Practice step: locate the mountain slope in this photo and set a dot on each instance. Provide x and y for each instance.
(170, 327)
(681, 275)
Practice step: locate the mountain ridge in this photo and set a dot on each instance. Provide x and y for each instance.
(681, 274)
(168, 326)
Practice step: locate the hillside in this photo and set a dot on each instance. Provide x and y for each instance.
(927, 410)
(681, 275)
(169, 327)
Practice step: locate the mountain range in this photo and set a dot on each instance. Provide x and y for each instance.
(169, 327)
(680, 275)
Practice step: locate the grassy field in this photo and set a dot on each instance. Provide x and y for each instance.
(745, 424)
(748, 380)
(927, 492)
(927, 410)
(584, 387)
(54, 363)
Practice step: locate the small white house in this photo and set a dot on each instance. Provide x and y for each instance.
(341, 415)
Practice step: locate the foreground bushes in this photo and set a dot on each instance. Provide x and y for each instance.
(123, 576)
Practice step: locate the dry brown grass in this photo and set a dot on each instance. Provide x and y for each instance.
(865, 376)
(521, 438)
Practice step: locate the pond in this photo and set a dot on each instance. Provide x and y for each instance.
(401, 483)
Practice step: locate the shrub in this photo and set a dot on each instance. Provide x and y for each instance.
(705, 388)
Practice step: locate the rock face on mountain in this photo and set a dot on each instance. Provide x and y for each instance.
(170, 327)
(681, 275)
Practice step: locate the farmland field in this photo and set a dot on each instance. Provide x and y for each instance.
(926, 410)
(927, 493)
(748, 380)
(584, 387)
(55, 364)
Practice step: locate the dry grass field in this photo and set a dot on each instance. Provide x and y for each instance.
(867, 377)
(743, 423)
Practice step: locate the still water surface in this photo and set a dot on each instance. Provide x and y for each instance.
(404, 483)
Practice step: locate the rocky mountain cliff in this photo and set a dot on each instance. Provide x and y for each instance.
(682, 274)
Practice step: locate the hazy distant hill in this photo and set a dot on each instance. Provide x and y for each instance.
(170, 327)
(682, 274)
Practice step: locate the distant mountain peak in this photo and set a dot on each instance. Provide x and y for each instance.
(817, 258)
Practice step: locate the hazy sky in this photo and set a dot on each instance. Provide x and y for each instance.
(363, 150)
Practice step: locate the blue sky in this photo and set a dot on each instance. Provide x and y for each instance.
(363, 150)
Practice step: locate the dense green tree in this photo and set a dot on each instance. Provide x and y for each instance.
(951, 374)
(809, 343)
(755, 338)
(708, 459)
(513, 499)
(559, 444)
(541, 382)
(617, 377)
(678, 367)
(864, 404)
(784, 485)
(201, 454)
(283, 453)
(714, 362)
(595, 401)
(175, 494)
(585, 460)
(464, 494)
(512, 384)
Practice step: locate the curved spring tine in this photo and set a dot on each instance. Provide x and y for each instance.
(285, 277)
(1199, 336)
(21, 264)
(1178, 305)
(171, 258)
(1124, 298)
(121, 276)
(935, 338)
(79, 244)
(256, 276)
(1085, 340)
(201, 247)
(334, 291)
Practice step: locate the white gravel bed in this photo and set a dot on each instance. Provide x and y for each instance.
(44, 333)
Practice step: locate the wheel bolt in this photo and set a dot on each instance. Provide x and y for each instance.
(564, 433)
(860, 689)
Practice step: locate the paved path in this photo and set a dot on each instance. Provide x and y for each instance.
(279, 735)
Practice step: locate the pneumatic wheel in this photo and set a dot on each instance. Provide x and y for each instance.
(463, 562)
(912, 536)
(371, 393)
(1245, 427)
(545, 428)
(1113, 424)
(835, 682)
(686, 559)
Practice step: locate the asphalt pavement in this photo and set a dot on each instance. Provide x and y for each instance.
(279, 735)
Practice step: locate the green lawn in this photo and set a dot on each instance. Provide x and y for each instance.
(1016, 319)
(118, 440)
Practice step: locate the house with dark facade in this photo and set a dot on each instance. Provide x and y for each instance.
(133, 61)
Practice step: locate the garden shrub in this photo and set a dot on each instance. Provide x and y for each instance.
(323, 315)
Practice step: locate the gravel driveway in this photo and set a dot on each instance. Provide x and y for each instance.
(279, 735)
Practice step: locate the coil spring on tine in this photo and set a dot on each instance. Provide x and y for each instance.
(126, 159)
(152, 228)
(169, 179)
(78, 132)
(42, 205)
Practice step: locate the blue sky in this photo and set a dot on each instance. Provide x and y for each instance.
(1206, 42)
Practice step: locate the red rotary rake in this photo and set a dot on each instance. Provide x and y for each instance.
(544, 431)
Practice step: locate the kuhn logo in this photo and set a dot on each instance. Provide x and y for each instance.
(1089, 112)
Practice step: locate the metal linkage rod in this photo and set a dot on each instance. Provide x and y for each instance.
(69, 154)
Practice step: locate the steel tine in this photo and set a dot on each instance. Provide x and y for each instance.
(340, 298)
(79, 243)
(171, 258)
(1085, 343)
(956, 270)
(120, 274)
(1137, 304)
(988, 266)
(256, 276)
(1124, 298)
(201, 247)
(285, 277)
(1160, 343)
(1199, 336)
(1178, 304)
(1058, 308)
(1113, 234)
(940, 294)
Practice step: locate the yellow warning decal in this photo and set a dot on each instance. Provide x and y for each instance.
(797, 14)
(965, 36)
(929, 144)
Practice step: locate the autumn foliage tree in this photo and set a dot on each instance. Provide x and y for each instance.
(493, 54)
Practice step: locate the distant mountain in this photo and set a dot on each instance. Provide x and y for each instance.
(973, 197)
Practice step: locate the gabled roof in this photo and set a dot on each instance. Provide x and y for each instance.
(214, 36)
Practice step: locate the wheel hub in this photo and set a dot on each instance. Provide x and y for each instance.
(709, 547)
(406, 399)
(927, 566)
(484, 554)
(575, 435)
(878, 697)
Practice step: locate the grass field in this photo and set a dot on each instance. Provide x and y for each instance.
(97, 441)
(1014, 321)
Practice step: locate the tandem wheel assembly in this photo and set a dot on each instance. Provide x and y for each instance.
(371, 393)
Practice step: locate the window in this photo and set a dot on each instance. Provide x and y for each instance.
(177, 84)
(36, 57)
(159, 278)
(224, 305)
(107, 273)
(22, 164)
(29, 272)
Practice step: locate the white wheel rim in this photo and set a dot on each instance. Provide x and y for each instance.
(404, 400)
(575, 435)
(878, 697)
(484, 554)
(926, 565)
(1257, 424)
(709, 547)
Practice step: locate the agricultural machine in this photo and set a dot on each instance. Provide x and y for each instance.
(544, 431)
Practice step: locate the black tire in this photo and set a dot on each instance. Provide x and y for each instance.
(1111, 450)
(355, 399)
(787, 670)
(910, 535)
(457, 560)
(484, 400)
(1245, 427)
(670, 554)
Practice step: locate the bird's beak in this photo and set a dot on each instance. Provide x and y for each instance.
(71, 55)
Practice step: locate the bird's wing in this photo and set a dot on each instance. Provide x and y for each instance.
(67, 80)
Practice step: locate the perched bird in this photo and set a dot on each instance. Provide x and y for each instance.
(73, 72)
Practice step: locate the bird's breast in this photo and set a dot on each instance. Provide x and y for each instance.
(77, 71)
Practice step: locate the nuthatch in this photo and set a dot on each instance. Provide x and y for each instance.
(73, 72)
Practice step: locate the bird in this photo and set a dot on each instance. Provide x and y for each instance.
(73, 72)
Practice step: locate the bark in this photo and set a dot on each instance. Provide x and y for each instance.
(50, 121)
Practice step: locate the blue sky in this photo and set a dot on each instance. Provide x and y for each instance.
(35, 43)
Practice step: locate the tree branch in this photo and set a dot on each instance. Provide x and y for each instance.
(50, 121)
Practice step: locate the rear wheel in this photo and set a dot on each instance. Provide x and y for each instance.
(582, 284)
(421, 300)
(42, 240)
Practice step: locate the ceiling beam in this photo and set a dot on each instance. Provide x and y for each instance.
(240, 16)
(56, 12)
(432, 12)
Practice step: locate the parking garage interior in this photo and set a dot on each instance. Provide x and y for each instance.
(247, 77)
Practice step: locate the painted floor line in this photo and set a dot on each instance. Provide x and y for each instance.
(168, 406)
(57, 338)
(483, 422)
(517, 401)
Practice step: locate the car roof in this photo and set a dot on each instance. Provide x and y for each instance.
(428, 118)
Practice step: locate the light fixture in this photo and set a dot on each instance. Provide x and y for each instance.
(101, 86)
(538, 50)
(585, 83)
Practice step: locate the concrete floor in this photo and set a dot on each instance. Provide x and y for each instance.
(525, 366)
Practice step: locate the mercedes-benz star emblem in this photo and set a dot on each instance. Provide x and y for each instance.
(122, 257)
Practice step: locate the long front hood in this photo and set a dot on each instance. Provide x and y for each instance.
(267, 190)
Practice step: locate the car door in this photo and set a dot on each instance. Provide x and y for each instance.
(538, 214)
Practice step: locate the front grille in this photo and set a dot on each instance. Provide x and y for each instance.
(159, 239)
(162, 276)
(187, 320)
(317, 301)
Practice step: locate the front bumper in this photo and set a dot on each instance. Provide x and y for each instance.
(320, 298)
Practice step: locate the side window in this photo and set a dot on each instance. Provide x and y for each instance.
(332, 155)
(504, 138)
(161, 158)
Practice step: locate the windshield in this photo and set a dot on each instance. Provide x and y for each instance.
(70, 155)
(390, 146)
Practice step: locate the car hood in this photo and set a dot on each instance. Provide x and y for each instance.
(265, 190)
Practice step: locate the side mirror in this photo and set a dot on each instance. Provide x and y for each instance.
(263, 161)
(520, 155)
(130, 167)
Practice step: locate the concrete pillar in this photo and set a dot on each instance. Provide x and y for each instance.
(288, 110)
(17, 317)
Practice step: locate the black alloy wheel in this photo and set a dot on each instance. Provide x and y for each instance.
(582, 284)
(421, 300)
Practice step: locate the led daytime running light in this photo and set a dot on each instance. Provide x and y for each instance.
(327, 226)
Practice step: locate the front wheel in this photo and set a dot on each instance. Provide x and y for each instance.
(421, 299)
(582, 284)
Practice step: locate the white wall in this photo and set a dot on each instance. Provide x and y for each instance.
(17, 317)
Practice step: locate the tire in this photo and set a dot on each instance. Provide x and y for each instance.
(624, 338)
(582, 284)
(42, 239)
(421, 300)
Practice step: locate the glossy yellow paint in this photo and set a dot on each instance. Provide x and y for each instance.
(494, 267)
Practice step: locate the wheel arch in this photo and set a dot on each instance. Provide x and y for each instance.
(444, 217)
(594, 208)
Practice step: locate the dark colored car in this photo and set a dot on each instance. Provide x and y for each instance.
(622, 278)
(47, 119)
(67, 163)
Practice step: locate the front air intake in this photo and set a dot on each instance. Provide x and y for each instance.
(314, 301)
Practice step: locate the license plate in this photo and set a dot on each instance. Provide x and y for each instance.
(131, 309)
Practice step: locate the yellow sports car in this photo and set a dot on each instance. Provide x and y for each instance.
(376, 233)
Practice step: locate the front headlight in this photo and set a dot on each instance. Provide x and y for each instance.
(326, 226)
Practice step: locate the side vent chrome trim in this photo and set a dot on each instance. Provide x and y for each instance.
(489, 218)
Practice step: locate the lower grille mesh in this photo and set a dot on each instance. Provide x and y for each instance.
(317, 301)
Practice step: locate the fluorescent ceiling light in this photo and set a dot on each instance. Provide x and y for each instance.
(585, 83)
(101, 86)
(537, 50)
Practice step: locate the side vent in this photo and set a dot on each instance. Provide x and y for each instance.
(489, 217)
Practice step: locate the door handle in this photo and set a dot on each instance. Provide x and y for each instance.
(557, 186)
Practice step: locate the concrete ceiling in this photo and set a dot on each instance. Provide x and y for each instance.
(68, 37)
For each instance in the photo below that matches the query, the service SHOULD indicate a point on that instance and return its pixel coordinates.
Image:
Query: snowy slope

-=-=-

**What to produce:** Please quote nothing but the lines from the line with "Practice step: locate the white wall" through the end of the data above, exactly as written, ends included.

**The result:**
Practice step: locate the white wall in this photo and set a dot on each instance. Provide x and y for each instance.
(17, 317)
Practice step: locate the tire in this photo and set a dot on each instance. Provide x and y for each instance.
(624, 338)
(582, 284)
(42, 239)
(421, 300)
Practice step: locate the glossy yellow paint in this photo and set a dot on each instance. Provide x and y for each instance.
(494, 267)
Practice step: locate the wheel arch in this photo and set a dot on each instance. Provide x and y for each instance.
(444, 217)
(594, 208)
Practice step: locate the dark colored car in this photo and set a dot on each instance. Provide x and y for each instance.
(622, 278)
(47, 119)
(67, 163)
Practice step: locate the front air intake in this photo and set a dot on each instance. Provide x and y for each instance.
(314, 301)
Practice step: locate the license plate in this photo and set a dot on each instance. Provide x and y for each instance.
(131, 309)
Practice step: locate the yellow sports car in this photo and set a dot on each instance. Provide x and y for each instance.
(376, 233)
Practice step: locate the front headlight in this photo and set a dot on each instance. Provide x and y for each instance.
(326, 226)
Practice step: locate the side vent chrome trim in this photo and set a dot on each instance. Provide x and y for each instance.
(489, 218)
Practice step: locate the lower grille mesh in this photo and set a dot on each instance. Provide x and y for each instance.
(317, 301)
Practice step: locate the fluorescent ceiling light in this photo and set a dot on each instance. Provide x and y for each instance.
(585, 83)
(101, 86)
(537, 50)
Practice step: locate the side vent in this photo and set a dot on each instance. Provide x and y for each instance.
(489, 217)
Practice step: locate the door handle in this photo and set a dot on each instance. Provide x and y for each instance.
(557, 186)
Practice step: locate the concrete ceiling in this photo and set a dot on each instance. Provide x and y for each instance.
(68, 37)
For each instance in the photo below that matches the query, the service SHOULD indicate a point on that instance and return its pixel coordinates.
Image:
Query: snowy slope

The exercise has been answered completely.